Arrange the listing, starting with the line with "Locate bright moon" and going on through the line with "[369,114,376,162]", as a two-column CSV headed request and answer, one row per pair. Put each value in a single quoted field, with line breaks turned into spaces.
--
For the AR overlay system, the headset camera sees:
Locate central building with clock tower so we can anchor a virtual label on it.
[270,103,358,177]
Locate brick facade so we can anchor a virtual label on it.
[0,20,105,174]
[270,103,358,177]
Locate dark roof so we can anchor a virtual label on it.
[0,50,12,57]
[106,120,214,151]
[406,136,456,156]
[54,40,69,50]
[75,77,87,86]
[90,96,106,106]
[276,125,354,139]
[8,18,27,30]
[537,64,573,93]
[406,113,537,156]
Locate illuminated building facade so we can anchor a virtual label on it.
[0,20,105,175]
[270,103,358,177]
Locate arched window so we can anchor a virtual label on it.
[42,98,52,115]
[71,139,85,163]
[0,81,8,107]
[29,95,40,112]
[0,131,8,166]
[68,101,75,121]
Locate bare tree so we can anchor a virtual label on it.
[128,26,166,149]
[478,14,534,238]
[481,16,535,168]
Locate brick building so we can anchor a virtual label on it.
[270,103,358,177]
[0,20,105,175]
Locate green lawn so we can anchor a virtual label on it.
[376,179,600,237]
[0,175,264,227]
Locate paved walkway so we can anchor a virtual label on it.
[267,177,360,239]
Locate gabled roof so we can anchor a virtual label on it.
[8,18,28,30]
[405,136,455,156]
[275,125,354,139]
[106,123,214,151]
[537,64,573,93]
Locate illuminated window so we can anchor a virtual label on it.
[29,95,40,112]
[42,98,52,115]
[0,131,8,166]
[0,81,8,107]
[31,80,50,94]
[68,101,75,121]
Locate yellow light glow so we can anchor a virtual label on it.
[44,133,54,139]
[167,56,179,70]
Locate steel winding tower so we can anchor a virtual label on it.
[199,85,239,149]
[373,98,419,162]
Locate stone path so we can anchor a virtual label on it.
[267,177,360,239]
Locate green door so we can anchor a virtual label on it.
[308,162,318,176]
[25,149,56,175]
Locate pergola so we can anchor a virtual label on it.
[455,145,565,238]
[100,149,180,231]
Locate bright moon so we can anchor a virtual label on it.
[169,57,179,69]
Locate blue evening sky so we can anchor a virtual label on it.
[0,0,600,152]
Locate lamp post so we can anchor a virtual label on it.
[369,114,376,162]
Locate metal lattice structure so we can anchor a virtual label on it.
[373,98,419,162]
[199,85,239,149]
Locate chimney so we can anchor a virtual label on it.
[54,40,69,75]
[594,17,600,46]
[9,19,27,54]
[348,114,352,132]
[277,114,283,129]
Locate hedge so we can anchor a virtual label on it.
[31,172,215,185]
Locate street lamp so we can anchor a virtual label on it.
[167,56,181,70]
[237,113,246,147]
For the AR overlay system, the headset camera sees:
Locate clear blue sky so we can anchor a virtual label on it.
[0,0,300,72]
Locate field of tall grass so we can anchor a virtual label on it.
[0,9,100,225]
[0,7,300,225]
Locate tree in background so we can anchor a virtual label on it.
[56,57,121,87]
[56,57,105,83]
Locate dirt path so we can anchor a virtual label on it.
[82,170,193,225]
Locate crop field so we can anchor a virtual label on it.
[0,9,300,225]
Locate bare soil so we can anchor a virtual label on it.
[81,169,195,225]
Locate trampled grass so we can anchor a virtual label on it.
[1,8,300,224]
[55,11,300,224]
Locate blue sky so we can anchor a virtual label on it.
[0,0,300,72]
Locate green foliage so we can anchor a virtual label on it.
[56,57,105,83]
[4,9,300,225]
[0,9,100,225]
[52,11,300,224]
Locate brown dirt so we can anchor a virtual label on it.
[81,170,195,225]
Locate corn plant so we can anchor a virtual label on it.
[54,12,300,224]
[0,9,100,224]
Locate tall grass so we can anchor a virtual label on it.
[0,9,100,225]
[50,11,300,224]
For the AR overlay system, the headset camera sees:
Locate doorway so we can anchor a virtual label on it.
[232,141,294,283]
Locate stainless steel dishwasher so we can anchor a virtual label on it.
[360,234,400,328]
--
Reply =>
request,answer
"Locate bright moon so we can anchor a virtual label on it.","[169,57,179,69]"
"Locate blue evening sky so we can anchor a virtual label on it.","[0,0,600,152]"
"Locate lamp post so we can anchor a virtual label on it.","[369,114,376,162]"